=== Task description ===
Take the data that sits below and write it out again exactly.

=== Data for review ===
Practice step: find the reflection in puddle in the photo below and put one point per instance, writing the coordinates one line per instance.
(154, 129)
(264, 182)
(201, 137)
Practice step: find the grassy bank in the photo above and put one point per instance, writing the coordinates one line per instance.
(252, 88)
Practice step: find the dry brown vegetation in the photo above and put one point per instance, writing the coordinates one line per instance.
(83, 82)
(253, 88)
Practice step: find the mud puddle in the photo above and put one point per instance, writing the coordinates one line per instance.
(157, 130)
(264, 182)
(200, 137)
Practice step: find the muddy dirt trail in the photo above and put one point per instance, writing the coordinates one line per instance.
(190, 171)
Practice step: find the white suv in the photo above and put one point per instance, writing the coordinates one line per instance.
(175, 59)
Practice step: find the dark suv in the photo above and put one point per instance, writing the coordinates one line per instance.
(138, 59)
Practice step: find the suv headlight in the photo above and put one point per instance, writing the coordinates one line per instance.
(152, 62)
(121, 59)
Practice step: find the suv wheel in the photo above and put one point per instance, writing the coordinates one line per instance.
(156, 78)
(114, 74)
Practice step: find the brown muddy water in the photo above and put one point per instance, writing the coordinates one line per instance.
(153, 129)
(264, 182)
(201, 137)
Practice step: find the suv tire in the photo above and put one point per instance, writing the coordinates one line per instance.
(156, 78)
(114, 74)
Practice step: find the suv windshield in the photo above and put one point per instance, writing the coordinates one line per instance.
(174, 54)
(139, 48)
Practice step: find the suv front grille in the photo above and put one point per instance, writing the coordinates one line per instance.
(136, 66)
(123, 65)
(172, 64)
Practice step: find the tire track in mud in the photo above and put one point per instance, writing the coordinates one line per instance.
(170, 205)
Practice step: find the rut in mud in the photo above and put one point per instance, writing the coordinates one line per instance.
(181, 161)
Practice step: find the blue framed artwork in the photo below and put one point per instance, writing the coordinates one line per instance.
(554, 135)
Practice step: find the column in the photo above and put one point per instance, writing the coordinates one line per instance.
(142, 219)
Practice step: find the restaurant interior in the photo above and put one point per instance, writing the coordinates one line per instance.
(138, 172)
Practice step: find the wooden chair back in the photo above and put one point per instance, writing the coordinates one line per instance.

=== Answer ===
Practice step: find the reflection in puddle in the photo below and put one point per instance, writing the coordinates one line per instance.
(154, 129)
(264, 182)
(201, 137)
Practice step: find the grassy bank in the photo above and put one point per instance, writing the coordinates one line per instance.
(252, 88)
Practice step: find the dry brown vegetation in the photo above and put one point per instance, writing the coordinates one line per instance.
(83, 82)
(253, 88)
Practice step: find the mud puddle in the photo above and put one point per instance, writing the coordinates one line per instance.
(157, 130)
(264, 182)
(200, 137)
Practice step: find the muddy dirt trail in the photo above and put one point per instance, writing the coordinates one line per instance.
(190, 171)
Practice step: find the white suv in the photo above and put one point per instance, writing the coordinates one line per instance.
(175, 59)
Practice step: find the dark suv in the photo above and put one point per instance, writing the coordinates one line per instance.
(138, 59)
Practice step: find the suv headlight in the photo above and put one point per instance, writing the coordinates one line per instance.
(152, 62)
(121, 59)
Practice step: find the suv wheel in the photo above and put one point per instance, writing the coordinates one line per instance.
(156, 78)
(114, 74)
Practice step: find the brown muddy water in the photo above and put one point per instance, writing the coordinates one line per instance.
(153, 129)
(264, 182)
(201, 137)
Practice step: find the suv tire in the photo above and put one point per instance, writing the coordinates one line per instance.
(156, 78)
(114, 74)
Practice step: find the suv windshield in the photo above and put one point per instance, writing the coordinates one line per instance.
(174, 54)
(139, 48)
Practice step: find the suv front grille in the photo above and put one point per instance, writing the coordinates one line per instance.
(136, 66)
(123, 65)
(172, 64)
Practice step: find the tire track in mud in the photo above and put one point per instance, writing the coordinates one line per instance.
(170, 205)
Practice step: find the rut in mud in the photo above and put one point per instance, writing the coordinates one line per instance.
(181, 161)
Practice step: find the blue framed artwork in the photo below and put one point per instance, writing the coordinates one line per instance.
(554, 135)
Practice step: find the column in the photo above and put one point per instance, writing the coordinates one line per instance.
(142, 219)
Practice step: find the restaurant interior in the photo above and put one point per instance, writing the coordinates one line per instance.
(138, 172)
Practice step: find the wooden chair back in the photo above and put one point per instance, writing the coordinates one line per instance.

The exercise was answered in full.